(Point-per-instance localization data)
◆ ◆ ◆ ◆ ◆ ◆ ◆
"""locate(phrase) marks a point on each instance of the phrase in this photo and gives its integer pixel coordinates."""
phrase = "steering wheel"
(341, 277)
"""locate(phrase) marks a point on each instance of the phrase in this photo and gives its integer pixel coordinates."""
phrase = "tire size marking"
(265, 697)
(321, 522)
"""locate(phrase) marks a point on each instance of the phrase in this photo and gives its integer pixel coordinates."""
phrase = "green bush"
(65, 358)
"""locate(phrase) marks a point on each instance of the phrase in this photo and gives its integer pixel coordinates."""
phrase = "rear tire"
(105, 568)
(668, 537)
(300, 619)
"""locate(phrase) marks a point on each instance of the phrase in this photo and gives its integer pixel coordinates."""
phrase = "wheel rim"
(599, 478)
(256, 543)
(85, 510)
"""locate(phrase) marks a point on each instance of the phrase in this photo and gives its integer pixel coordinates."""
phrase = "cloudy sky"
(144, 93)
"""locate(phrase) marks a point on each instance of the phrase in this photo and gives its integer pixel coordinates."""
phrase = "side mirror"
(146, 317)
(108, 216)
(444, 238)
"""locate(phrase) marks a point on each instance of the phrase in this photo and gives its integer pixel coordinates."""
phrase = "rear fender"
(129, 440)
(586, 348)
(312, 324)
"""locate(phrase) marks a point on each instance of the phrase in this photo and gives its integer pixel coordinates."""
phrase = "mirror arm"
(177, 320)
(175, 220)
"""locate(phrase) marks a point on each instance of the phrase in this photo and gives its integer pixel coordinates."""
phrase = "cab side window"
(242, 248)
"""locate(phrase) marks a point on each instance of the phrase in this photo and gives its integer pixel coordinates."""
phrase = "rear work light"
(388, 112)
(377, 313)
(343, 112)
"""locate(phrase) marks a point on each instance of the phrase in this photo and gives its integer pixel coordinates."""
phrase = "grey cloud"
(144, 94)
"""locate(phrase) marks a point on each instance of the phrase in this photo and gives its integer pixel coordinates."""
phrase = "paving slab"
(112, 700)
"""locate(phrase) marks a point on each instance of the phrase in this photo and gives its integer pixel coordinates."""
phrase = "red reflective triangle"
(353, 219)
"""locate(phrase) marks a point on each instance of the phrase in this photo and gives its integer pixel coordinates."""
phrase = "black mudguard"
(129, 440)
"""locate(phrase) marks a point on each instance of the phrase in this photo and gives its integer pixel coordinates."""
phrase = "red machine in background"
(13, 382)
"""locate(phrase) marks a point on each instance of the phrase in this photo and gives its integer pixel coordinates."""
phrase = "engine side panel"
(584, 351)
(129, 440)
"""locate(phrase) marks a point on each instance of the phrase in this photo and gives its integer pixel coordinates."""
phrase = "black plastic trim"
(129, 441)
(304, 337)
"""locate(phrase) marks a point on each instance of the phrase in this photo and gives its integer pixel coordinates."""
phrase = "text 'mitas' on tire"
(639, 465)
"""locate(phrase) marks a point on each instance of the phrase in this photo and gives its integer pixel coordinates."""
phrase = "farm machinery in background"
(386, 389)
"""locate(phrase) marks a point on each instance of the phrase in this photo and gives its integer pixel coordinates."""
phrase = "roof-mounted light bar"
◆ ◆ ◆ ◆ ◆ ◆ ◆
Work request: Each line of the data above must be restated word for word.

Answer below:
"""locate(phrase) marks a point on each instance of the phrase in this photo and gives its integer pixel coordinates."""
phrase = "steering wheel"
(341, 277)
"""locate(phrase) marks a point on each instance of the phrase in this photo and gives its integer pixel coordinates."""
phrase = "tire size marking"
(265, 697)
(321, 522)
"""locate(phrase) marks a point on each instance of the phrase in this photo and gives its integer pixel coordinates."""
phrase = "green bush"
(65, 358)
"""locate(phrase) marks a point on each instance of the phrase in this photo and gives its integer pixel coordinates."""
phrase = "rear tire"
(105, 568)
(668, 537)
(300, 619)
"""locate(phrase) marks a point on each instance of the phrase in this photo and gives its integer pixel coordinates."""
phrase = "wheel rim"
(599, 478)
(256, 543)
(85, 510)
"""locate(phrase) marks a point on each instance of the phrase in this photo and gives its integer pixel coordinates."""
phrase = "cloudy sky"
(144, 93)
"""locate(phrase) marks a point on each instance of the phrase in this photo and gives its integer pixel coordinates."""
phrase = "side mirror"
(146, 317)
(108, 216)
(444, 238)
"""locate(phrase) marks a point on each instance of the phrase in this photo and gives its integer pixel coordinates."""
phrase = "rear fender"
(129, 440)
(586, 348)
(312, 324)
"""locate(phrase) marks a point on each instance of the phrase in this photo and gives its integer pixel coordinates."""
phrase = "mirror arm"
(177, 320)
(175, 220)
"""locate(phrase) marks a point on each instance of the phrase in this photo and gives its integer pixel coordinates."""
phrase = "cab side window"
(242, 248)
"""locate(phrase) marks a point on each instance of the phrase in this photo and gives its integer pixel coordinates."""
phrase = "rear work light"
(388, 112)
(377, 313)
(343, 112)
"""locate(phrase) marks a point on each instance of the phrase in this photo and gives its integer pixel coordinates."""
phrase = "grey cloud"
(144, 94)
"""locate(phrase) marks a point on each instance of the phrase in this photo and gives its integer pixel coordinates."""
phrase = "paving slab"
(112, 700)
"""locate(phrase) marks a point on each instance of the phrase in this photo and gives its integer pixel coordinates."""
phrase = "red reflective triangle"
(353, 219)
"""locate(phrase) marks a point on each instance of the phrase in this photo and gives its integer pixel coordinates."""
phrase = "black mudguard"
(129, 440)
"""locate(phrase) marks a point on each instance of the phrase in this photo and gives its integer pixel coordinates."""
phrase = "red machine in background"
(13, 382)
"""locate(phrase) marks a point on each instance of the phrase in this photo and gives its integer pixel coordinates."""
phrase = "engine side panel"
(584, 351)
(129, 440)
"""locate(phrase) marks a point on each instance of the phrase in this photo and gives its integer pixel coordinates."""
phrase = "black plastic trim"
(129, 441)
(304, 337)
"""locate(phrase) marks a point on each instance of the phrase in this photo and gives its integer pixel coordinates."""
phrase = "text 'mitas' on tire"
(639, 465)
"""locate(phrase) marks a point on each instance of the phrase in this photo and gives its integer pixel coordinates."""
phrase = "farm machinery in background"
(386, 389)
"""locate(phrase) marks a point on each instance of the phrase in this photo and gives its integer pixel coordinates."""
phrase = "roof-mounted light bar"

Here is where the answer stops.